→ **Supplied text**
Estimating scoring probabilities by preparing soccer matches data with AWS Glue DataBrew

In soccer (or football outside of the US), players decide to take shots when they think they can score. But how do they make that determination vs. when to pass or dribble? In a fraction of a second, in motion, while chased from multiple directions by other professional athletes, they think about their distance from the goal, the speed they’re running, the ball movement, the number of defenders, the goalkeeper’s position, their own shot power, accuracy, angle, and more. For a moment, time stands still. A decision is made. To shoot or not to shoot.

This post was inspired by AWS’s collaboration with Germany’s Bundesliga, which lead to Match Fact xGoals. We use representative sample datasets and walk through using AWS Glue DataBrew to prepare data prior to training a model that can predict the probability of a player scoring at any given moment in the game.

We start with two datasets that have the information about the events in the game and the players. We describe how a problem in this domain could be framed to benefit from data preparation and how that can lead us to making predictions.

No prior knowledge is required to enjoy this post. However, basic familiarity with data preparation and machine learning (ML) is beneficial. By the end of this post, you should have a good sense regarding what DataBrew offers as well as how you can apply the approaches offered here to other use cases.

Sample datasets

Let’s assume we have collected a lot of data from video records of soccer matches. We extracted the following dataset by taking a snapshot of every shot taken in every match. For each shot, we also recorded if it resulted in a goal or if it did not. The dataset is fictionalized and not based on historic soccer games.

The dataset is fictionalized and not based on historic soccer games.

The following table summarizes what each column contains.

Column Name	Description
`event_id`	Unique identifier for each record
`game_minute`	Minute of the game between 0 to approximately 90
`player_id`	Unique identifier for each player
`player_name`	Name of the player who took the shot
`defenders`	Number of defenders between the player and the opponent’s goalkeeper
`player_position`	[x, y] coordinate of the player taking the shot
`player_angle`	Angle of the player taking the shot
`player_speed`	Speed of the player at the moment taking the shot in km/h
`goalkeeper_position`	[x, y] coordinate of the opponent’s goalkeeper
`situation`	Open play, free kick, or penalty kick
`result`	Goal or no goal

We also use the FIFA 20 complete player dataset, a dataset on soccer players across the globe that attempts to estimate their qualities quantitatively. The following screenshot shows some of the columns this dataset contains.

→ **Set task 1**
According to the soccer scoring post, what does the `defenders` column record?
→ **Set task 2**
Please carry on with the soccer scoring post from the point where it stops.
The material after this point is not needed.

→ **Dataset records**
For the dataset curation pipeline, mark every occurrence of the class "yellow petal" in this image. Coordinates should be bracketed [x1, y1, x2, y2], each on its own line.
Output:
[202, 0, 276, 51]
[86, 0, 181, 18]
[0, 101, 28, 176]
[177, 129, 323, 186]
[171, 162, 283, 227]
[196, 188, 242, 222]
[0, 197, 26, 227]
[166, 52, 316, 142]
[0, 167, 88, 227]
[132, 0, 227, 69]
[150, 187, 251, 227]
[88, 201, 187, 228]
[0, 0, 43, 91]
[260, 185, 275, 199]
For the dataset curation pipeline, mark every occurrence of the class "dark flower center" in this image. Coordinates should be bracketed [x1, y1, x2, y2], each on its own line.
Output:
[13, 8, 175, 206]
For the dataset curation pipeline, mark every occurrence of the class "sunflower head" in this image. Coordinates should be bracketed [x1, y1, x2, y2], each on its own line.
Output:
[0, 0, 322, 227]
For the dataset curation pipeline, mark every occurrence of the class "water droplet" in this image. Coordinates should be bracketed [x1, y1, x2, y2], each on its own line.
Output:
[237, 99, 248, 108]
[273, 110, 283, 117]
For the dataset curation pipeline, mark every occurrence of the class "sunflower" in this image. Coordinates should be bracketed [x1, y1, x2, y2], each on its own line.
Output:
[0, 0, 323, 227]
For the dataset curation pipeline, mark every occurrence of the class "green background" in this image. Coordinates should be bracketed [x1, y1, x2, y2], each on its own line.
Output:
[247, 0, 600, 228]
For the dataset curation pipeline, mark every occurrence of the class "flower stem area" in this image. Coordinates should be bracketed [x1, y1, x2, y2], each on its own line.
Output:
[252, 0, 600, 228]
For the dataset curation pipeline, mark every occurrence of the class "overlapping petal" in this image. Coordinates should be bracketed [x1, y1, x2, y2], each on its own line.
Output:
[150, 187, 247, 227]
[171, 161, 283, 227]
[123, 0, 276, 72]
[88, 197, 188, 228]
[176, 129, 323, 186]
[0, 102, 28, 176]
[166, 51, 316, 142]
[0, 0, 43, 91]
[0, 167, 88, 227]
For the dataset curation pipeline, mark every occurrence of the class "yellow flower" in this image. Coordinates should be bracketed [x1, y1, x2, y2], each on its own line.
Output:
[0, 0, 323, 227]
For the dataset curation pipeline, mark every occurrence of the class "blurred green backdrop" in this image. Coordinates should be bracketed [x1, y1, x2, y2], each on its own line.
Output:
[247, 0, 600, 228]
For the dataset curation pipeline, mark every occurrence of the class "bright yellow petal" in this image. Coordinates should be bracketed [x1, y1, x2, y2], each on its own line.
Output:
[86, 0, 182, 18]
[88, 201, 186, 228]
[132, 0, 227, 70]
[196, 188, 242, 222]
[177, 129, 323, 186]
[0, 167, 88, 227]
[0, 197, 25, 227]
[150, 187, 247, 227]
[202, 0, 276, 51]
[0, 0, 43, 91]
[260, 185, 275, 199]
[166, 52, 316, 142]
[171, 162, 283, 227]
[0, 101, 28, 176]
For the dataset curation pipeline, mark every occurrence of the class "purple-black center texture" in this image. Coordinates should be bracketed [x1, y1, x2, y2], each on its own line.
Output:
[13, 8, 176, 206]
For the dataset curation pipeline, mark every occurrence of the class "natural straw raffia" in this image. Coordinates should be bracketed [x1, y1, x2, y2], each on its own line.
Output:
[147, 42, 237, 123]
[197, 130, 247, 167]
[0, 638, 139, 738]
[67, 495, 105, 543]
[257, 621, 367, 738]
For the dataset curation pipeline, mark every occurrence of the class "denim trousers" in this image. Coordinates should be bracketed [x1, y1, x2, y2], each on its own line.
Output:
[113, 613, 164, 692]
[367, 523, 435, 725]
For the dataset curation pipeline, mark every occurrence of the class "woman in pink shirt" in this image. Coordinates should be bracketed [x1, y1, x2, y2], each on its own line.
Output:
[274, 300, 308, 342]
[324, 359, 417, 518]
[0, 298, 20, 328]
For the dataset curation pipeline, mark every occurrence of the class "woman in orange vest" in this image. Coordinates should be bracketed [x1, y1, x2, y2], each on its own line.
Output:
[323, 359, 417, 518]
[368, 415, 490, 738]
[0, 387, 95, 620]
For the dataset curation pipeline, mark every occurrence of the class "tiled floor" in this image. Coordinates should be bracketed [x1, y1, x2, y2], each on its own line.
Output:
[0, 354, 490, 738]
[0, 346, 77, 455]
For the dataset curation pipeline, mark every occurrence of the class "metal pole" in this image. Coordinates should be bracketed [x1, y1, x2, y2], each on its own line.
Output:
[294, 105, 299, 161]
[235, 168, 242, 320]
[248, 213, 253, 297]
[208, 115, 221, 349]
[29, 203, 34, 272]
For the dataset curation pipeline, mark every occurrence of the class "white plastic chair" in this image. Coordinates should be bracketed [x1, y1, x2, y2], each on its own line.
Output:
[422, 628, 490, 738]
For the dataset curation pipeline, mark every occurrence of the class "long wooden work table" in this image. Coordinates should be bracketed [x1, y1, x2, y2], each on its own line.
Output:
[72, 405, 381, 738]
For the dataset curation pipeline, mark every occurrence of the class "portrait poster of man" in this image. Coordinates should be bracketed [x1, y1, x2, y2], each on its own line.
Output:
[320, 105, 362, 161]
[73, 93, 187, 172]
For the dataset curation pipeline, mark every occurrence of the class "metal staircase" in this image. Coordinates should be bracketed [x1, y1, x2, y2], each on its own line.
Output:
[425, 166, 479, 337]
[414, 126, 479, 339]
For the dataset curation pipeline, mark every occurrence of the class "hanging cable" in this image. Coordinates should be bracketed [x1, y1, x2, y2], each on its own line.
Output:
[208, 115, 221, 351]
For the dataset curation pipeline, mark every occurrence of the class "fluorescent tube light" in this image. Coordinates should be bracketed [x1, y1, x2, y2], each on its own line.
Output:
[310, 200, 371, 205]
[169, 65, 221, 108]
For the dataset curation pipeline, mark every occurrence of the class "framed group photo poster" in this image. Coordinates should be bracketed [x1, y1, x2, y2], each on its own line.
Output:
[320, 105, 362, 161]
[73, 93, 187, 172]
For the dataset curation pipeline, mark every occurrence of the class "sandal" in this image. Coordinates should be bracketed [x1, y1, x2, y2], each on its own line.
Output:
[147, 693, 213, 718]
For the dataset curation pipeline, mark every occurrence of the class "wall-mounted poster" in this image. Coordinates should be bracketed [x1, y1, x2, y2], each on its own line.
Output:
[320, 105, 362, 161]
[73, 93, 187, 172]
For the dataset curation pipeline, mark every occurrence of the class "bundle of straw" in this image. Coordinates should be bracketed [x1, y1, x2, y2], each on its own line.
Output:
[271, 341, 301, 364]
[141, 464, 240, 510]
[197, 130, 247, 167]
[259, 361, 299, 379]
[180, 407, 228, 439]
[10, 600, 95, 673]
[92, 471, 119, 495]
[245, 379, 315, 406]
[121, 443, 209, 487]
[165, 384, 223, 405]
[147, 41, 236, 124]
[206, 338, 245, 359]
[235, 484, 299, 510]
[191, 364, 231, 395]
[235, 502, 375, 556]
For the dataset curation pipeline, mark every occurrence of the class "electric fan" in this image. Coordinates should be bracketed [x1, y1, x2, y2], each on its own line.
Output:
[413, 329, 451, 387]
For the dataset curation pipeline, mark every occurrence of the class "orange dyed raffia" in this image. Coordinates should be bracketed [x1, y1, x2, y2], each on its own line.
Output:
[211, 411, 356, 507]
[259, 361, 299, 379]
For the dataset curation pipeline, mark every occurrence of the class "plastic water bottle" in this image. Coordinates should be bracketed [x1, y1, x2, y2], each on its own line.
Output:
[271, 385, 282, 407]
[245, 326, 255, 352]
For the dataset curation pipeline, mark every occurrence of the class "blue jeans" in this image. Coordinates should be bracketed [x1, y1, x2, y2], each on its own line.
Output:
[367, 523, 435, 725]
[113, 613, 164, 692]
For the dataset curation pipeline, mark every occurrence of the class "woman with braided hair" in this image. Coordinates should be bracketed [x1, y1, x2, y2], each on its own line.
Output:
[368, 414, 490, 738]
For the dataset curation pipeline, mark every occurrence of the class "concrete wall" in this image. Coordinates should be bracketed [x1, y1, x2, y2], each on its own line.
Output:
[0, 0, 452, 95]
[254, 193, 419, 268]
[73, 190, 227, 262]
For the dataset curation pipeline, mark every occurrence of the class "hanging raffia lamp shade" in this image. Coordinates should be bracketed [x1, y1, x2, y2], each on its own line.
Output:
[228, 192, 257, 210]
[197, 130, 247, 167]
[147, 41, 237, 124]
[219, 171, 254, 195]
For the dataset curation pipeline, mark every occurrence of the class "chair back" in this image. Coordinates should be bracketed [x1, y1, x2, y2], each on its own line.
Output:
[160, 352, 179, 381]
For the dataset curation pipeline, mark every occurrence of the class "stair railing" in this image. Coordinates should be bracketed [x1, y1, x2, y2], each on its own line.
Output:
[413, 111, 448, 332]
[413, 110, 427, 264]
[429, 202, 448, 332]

→ **Written reply 1**
The number of defenders between the player and the opponent's goalkeeper.

→ **Written reply 2**
We’re interested in the following columns:

age
height
weight
overall
preferred_foot
weak_foot
pace
shooting
attacking_finishing
skill_fk_accuracy
movement_acceleration
movement_sprint_speed
power_shot_power
mentality_penalties

We talk more about how each of these columns can be relevant later in this post.

As you can imagine, these datasets aren’t quite ready to train an ML model. We need to combine, clean, and extract values in numeric forms so we can start creating our training set. Normally that can take a lot of time and is somewhat tedious work. Data scientists prefer to focus on training their model, but they have to spend most of their time wrangling data to the shape that can be used for their ML flow.

But fear not! Enter AWS Glue DataBrew, your friendly neighborhood visual data prep tool. As businesswire puts it, “

“…AWS Glue DataBrew offers customers over 250 pre-built transformations to automate data preparation tasks that would otherwise require days or weeks writing hand-coded transformations.”

Let’s get to work and see how we can prepare a dataset for training an ML model using DataBrew.

Preparing the data with DataBrew

Let’s start with the shots dataset. I first create a project on the DataBrew console and upload this dataset.

I first create a project on the DataBrew console and upload this dataset.

When my session is ready, I should see all the columns and some analytics that give me useful insights about my dataset.

The player_position column is recorded as [x,y] coordinates with x between 0–1000 and y between 0–500. The following image shows how a player is positioned based on this data.

The following image shows how a player is positioned based on this data.

In CSV, this is recorded as a string and has two values. We want to extract the values and combine them into a single value that can be represented as a number. This can help our model draw better conclusions from this feature. We can start preparing our data by completing the following steps:

Using the Remove values transform, I remove the opening and closing brackets from the entries of the player_position column.

Using the Remove values transform, I remove the opening and closing brackets from the entries of the player_position column

I split this column by a comma to generate two columns that hold the x and y coordinates.

I split this column by a comma to generate two columns that hold the x and y coordinates.

We also need to convert these newly generated columns from strings to numbers.

We also need to convert these newly generated columns from strings to numbers.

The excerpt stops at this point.